• _Problem statement_:
Express the lines of the listing from the one containing "Could you kindly segment every instance of the shoreline?" through the one containing "17 191 L 37", both included, as a JSON list of strings with one string per line. Leave out any blank lines.

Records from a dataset
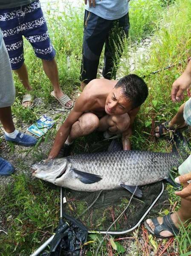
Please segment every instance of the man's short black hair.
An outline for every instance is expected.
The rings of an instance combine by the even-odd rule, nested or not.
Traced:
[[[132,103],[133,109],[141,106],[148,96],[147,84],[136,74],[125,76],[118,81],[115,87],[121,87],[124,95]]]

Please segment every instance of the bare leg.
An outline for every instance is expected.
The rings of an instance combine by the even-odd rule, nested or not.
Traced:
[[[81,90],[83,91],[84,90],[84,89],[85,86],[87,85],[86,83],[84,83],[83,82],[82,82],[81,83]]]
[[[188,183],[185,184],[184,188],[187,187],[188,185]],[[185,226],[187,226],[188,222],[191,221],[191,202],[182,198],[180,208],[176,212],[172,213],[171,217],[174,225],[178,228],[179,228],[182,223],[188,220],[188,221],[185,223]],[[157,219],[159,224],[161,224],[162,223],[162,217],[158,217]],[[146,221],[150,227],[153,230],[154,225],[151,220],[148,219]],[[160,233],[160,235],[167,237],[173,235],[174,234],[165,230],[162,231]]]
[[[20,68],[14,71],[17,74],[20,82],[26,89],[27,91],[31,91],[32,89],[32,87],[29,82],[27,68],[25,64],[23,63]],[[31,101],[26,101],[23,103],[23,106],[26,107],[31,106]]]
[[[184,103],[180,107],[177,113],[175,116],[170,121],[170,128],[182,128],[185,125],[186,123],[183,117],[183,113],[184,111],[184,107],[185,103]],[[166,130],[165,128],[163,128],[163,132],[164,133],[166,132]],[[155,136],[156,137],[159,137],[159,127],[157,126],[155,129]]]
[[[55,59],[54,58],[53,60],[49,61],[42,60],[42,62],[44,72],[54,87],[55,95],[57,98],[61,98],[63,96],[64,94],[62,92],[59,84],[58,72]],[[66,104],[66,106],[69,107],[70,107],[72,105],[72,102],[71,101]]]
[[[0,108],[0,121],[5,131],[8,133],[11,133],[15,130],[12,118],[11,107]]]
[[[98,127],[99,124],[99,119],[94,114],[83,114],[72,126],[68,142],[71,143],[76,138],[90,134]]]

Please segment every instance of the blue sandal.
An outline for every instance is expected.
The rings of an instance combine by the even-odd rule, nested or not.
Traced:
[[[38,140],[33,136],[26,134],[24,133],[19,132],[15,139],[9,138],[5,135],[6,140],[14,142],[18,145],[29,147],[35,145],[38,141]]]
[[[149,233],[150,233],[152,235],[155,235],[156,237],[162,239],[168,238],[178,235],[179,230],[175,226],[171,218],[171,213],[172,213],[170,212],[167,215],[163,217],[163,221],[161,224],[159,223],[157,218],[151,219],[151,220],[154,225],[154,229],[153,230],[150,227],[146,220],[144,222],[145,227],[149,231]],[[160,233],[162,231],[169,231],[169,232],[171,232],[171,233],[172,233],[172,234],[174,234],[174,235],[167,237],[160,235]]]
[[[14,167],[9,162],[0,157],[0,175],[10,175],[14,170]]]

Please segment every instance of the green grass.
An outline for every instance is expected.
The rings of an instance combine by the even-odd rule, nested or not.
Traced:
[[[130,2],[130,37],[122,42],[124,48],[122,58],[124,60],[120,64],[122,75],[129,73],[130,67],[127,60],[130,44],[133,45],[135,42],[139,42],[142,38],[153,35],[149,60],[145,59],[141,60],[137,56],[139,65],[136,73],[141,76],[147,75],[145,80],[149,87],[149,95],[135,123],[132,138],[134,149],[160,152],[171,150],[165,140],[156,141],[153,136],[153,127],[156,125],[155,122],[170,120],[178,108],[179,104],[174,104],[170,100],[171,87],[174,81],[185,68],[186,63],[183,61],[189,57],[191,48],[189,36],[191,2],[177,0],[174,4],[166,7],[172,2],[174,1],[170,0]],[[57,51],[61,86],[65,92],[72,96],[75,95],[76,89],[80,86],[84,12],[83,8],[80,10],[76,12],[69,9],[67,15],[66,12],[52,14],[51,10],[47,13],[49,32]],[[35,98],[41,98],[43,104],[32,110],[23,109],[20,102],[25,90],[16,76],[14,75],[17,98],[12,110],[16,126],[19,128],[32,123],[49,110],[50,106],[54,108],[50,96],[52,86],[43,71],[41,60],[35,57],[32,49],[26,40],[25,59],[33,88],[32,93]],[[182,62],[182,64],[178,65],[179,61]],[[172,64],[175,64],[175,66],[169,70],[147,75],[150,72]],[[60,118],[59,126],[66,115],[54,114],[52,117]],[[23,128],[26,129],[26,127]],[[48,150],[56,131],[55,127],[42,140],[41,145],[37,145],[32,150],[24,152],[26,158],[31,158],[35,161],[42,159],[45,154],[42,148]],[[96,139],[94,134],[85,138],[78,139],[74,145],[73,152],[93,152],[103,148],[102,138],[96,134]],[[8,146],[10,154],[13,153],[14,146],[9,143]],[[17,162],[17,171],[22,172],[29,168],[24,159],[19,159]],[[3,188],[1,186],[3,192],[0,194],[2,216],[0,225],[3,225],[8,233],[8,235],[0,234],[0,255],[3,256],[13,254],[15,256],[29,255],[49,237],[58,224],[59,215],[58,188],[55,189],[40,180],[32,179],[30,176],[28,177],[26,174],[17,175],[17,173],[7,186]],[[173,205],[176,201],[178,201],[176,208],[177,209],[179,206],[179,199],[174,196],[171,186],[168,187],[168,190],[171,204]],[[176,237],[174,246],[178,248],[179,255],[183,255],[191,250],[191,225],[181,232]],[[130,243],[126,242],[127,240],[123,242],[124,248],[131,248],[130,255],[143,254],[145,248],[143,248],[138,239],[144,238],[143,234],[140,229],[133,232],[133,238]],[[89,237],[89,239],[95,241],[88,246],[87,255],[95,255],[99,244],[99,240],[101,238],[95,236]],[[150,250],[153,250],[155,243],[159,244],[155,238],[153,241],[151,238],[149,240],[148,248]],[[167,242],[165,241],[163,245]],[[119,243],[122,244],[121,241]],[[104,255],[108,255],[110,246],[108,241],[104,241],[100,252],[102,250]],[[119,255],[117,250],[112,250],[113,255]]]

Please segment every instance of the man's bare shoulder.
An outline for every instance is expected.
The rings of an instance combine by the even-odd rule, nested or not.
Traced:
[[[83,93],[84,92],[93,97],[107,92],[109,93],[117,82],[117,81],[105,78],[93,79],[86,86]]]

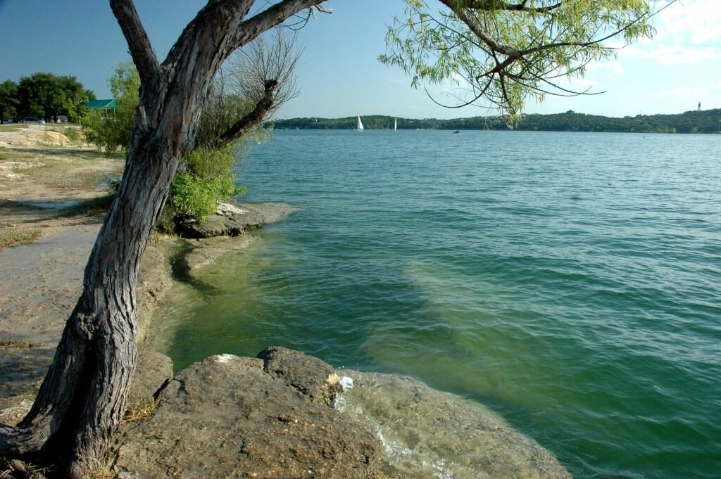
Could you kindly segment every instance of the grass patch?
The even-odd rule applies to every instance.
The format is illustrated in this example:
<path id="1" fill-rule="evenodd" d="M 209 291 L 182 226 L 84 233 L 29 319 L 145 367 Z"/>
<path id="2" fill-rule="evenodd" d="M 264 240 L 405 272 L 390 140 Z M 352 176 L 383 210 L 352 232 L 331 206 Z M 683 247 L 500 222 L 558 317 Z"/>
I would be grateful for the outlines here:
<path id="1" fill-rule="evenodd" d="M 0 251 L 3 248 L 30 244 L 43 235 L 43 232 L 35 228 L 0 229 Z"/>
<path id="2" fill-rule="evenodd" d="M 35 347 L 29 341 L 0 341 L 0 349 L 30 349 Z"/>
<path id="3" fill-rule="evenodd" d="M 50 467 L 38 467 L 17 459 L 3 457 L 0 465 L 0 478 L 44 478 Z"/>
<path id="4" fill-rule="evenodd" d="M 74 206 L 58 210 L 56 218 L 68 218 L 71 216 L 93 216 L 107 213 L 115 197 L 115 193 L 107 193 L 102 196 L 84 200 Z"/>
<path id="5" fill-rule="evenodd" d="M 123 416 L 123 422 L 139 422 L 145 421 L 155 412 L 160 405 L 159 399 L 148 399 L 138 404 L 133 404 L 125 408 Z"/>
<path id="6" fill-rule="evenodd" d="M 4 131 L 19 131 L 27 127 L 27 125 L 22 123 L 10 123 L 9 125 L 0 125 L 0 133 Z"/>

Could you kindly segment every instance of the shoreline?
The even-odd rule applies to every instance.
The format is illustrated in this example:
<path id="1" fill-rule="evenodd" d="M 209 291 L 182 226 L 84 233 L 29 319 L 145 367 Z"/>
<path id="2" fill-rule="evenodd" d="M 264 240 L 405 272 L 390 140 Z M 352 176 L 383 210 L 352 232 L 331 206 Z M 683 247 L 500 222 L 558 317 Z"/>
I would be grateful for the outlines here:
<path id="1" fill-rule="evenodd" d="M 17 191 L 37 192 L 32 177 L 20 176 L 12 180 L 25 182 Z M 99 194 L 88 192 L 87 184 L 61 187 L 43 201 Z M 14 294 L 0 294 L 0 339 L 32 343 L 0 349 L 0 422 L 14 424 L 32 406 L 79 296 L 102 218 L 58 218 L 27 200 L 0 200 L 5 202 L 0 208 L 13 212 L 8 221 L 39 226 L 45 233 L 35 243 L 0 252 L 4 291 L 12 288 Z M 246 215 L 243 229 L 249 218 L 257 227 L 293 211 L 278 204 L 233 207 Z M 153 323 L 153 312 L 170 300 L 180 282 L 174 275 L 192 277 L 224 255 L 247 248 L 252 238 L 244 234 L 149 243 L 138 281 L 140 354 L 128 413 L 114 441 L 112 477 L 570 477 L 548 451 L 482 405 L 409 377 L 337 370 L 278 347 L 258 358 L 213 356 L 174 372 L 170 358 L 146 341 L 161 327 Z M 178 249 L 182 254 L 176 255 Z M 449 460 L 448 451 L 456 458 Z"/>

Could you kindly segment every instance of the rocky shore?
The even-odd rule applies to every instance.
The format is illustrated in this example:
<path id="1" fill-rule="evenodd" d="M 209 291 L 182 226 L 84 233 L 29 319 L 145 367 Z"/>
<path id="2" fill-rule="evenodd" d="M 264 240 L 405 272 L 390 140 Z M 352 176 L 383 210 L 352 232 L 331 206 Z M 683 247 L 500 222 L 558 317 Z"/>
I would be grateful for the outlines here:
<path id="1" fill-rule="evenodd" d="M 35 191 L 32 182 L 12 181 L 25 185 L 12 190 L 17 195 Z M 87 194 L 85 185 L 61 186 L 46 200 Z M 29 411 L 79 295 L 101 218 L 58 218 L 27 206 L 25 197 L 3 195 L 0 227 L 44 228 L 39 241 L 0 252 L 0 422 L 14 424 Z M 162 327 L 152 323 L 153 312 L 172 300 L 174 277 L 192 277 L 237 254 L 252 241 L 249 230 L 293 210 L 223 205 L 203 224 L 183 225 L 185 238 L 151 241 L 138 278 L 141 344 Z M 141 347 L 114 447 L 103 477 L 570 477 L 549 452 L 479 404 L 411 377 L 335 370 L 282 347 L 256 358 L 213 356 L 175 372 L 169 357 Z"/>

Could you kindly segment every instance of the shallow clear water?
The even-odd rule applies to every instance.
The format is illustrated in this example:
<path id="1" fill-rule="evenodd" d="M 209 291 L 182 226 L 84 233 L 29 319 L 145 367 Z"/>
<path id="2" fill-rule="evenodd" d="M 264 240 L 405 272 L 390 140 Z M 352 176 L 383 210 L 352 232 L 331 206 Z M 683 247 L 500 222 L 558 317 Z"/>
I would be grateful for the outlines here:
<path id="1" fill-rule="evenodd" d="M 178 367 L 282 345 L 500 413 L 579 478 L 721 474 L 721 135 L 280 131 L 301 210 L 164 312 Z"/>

• _The answer_:
[
  "Could you kindly segment every instance of the shoreline?",
  "The even-odd rule applies to every instance.",
  "The format is illustrated in this example:",
  "<path id=\"1\" fill-rule=\"evenodd\" d=\"M 209 291 L 182 226 L 84 233 L 29 319 L 145 367 Z\"/>",
  "<path id=\"2\" fill-rule=\"evenodd\" d=\"M 264 240 L 405 272 L 390 140 Z M 352 176 L 383 210 L 352 232 L 331 206 Z M 683 247 L 500 222 L 558 317 Z\"/>",
  "I would be grateful for the outlines here:",
  "<path id=\"1\" fill-rule=\"evenodd\" d=\"M 17 191 L 37 192 L 32 177 L 20 176 L 12 180 L 25 182 Z M 99 194 L 88 192 L 87 184 L 61 187 L 43 201 Z M 14 294 L 0 294 L 0 339 L 32 343 L 0 349 L 0 422 L 14 424 L 32 406 L 79 296 L 102 218 L 58 218 L 27 200 L 0 200 L 5 202 L 0 208 L 13 212 L 8 221 L 39 226 L 45 233 L 35 243 L 0 252 L 4 291 L 12 288 Z M 246 215 L 243 229 L 249 218 L 257 227 L 293 211 L 278 204 L 233 207 Z M 153 323 L 153 312 L 170 300 L 180 282 L 174 275 L 192 277 L 224 255 L 247 248 L 252 238 L 244 234 L 149 243 L 138 281 L 140 354 L 128 413 L 114 441 L 112 477 L 570 477 L 548 451 L 482 405 L 409 377 L 337 370 L 278 347 L 258 358 L 213 356 L 174 372 L 170 358 L 146 341 L 161 327 Z M 178 249 L 182 254 L 176 255 Z M 449 460 L 448 451 L 456 458 Z\"/>"
]